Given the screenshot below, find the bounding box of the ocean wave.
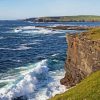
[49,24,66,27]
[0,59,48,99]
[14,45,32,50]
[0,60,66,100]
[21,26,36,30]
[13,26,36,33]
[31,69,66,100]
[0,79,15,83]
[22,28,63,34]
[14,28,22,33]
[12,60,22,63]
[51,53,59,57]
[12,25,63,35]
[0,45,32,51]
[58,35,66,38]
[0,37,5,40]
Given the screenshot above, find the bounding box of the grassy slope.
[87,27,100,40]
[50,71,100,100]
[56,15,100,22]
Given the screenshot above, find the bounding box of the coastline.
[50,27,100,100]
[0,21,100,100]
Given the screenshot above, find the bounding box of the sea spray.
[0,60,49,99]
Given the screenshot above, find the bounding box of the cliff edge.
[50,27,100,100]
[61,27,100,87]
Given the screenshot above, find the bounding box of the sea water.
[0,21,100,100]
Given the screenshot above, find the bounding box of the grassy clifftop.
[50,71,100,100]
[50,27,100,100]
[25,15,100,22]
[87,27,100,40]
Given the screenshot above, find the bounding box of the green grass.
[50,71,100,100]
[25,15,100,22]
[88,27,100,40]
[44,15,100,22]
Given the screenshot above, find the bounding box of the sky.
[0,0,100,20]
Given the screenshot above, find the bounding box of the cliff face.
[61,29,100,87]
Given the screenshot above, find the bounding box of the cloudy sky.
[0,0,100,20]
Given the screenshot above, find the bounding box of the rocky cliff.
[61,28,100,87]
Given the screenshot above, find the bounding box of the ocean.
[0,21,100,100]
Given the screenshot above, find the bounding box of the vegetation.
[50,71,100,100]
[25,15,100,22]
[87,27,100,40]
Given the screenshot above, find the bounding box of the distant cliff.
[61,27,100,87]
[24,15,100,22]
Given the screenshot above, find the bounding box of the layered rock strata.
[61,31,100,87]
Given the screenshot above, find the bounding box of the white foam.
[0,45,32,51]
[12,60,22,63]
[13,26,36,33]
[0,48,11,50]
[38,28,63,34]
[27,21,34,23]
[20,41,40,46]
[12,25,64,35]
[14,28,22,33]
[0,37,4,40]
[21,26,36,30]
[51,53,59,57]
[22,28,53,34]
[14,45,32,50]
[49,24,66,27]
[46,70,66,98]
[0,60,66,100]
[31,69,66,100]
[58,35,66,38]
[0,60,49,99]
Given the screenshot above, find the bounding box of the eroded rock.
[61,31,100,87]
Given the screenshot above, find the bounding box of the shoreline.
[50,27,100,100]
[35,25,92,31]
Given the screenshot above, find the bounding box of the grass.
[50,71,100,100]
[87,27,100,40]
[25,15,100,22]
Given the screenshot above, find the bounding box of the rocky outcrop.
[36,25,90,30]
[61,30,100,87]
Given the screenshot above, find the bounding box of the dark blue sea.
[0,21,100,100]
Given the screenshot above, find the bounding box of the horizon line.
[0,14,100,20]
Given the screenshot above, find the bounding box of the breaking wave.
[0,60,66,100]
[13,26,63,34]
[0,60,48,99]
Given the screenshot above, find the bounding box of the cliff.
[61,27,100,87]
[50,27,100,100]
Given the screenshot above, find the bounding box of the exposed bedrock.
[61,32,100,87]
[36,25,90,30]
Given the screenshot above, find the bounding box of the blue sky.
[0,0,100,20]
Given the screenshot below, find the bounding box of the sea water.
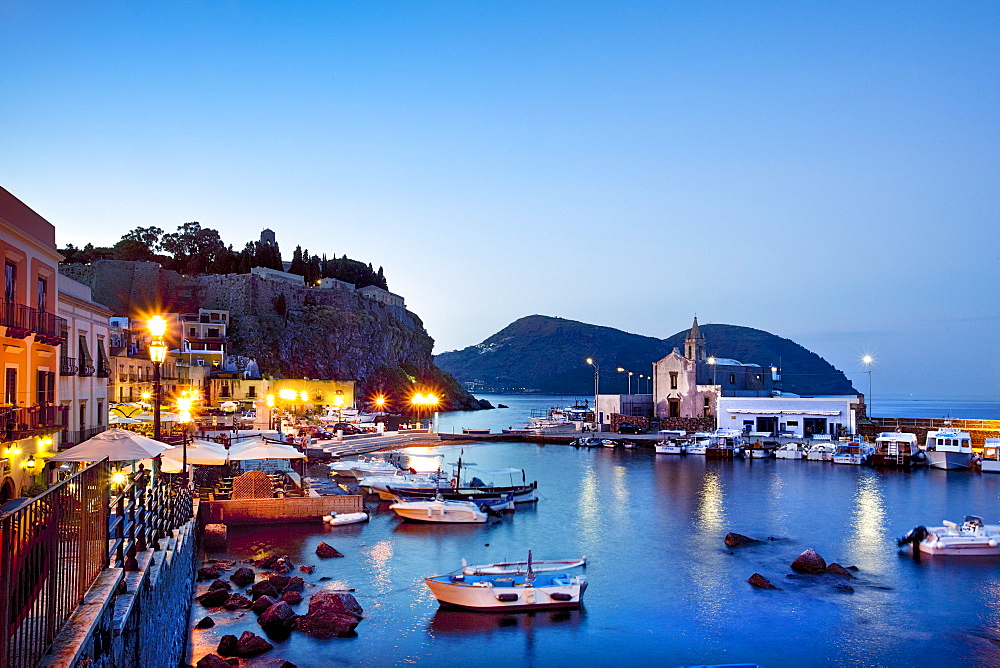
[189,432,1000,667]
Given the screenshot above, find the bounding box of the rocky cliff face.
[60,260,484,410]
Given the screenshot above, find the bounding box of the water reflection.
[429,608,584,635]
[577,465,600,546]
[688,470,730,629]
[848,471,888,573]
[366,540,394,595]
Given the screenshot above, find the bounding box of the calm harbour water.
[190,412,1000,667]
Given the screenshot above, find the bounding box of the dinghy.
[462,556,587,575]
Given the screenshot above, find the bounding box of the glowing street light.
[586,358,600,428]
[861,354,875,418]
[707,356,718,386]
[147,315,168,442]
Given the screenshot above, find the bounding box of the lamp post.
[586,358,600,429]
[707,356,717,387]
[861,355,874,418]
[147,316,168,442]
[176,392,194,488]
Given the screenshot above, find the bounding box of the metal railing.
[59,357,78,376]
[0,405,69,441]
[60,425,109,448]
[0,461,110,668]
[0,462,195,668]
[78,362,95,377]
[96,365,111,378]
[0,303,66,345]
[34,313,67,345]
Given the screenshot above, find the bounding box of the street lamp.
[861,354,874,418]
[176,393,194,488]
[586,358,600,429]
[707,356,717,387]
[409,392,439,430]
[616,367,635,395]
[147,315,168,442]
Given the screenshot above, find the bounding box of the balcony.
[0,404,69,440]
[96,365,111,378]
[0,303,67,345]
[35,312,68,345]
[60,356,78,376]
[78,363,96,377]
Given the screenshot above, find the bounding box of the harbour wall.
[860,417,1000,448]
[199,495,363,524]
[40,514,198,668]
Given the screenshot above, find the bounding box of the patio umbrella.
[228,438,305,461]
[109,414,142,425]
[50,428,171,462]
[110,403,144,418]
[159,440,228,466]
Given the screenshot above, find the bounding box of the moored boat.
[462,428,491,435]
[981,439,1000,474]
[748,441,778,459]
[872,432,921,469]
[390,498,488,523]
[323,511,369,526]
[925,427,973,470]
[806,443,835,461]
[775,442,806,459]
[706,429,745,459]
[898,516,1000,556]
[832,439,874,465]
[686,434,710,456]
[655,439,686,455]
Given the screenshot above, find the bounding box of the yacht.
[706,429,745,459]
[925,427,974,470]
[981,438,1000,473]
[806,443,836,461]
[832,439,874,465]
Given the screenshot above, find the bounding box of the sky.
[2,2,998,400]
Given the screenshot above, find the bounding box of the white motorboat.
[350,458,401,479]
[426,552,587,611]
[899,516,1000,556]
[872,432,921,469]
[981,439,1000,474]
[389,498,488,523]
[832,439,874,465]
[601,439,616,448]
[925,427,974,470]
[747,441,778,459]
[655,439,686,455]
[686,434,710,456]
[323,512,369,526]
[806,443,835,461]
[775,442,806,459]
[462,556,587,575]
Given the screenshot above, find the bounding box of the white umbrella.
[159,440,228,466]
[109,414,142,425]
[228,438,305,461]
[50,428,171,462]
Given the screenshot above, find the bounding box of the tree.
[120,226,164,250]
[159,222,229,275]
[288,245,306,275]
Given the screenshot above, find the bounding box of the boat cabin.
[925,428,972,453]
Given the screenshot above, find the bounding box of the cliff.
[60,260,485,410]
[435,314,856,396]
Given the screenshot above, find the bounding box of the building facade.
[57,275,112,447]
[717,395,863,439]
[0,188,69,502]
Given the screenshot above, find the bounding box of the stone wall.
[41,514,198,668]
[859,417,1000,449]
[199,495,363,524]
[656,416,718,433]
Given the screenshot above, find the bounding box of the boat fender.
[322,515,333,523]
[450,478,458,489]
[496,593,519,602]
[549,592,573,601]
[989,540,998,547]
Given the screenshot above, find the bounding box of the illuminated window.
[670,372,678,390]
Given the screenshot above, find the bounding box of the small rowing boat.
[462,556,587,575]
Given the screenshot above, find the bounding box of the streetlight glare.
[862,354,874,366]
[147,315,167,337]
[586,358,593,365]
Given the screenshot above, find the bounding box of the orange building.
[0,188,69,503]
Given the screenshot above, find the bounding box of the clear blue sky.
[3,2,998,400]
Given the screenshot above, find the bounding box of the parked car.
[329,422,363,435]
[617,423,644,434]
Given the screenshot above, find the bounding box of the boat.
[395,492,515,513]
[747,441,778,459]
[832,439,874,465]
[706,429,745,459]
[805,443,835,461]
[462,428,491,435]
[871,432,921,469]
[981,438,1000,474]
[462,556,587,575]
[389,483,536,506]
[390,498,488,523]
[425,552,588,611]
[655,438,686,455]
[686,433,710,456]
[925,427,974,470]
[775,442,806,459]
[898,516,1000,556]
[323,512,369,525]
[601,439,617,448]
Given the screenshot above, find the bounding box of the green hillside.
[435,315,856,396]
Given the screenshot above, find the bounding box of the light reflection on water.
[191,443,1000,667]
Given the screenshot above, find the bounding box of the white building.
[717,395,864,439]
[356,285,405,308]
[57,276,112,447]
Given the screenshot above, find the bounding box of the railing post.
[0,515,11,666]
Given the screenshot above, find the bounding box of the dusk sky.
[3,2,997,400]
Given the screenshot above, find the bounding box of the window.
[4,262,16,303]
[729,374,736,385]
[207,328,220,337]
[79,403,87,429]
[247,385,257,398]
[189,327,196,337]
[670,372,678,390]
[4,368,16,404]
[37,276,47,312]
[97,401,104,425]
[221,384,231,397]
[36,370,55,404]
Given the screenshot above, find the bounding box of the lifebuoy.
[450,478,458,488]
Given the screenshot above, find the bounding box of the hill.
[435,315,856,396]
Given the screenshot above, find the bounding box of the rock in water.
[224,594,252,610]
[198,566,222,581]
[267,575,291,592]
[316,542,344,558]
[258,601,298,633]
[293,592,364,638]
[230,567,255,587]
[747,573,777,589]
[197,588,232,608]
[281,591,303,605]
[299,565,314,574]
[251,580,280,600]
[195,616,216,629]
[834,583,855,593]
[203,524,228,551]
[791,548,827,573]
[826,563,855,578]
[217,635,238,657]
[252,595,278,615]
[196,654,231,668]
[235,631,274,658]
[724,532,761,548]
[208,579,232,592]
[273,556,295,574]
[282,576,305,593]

Aim of the exercise
Transcribe, without alteration, the line that contains "the white building." together with all lines after it in the listing above.

Solution to the exercise
Given the screenshot above, find the bounding box of the white building.
[717,395,864,439]
[356,285,405,308]
[57,276,112,447]
Given the screenshot above, find the bounding box of the railing post.
[0,515,11,666]
Given the screenshot above, find the bounding box of the dusk sky.
[3,2,997,400]
Given the screenshot above, find the bounding box of the window.
[4,262,16,303]
[729,374,736,385]
[207,328,220,337]
[79,403,87,429]
[247,385,257,398]
[189,327,196,337]
[670,372,678,390]
[4,368,16,404]
[37,276,47,312]
[97,401,104,425]
[221,384,231,397]
[36,370,55,404]
Given the screenshot above, find the bounding box of the lifebuoy.
[450,478,458,488]
Given the screenshot above, find the bounding box of the hill.
[435,315,856,396]
Given the screenshot above, find the bounding box of the rock in water.
[224,594,252,610]
[198,566,222,581]
[267,575,291,592]
[316,542,344,558]
[258,601,298,633]
[293,592,364,638]
[230,567,255,587]
[747,573,777,589]
[197,588,232,608]
[281,591,303,605]
[299,565,314,574]
[251,580,280,600]
[195,616,216,629]
[834,583,855,593]
[203,524,228,551]
[791,548,827,573]
[826,563,855,578]
[217,635,238,657]
[252,595,278,615]
[196,654,231,668]
[235,631,274,658]
[724,532,761,548]
[208,579,232,592]
[273,556,295,574]
[282,576,305,593]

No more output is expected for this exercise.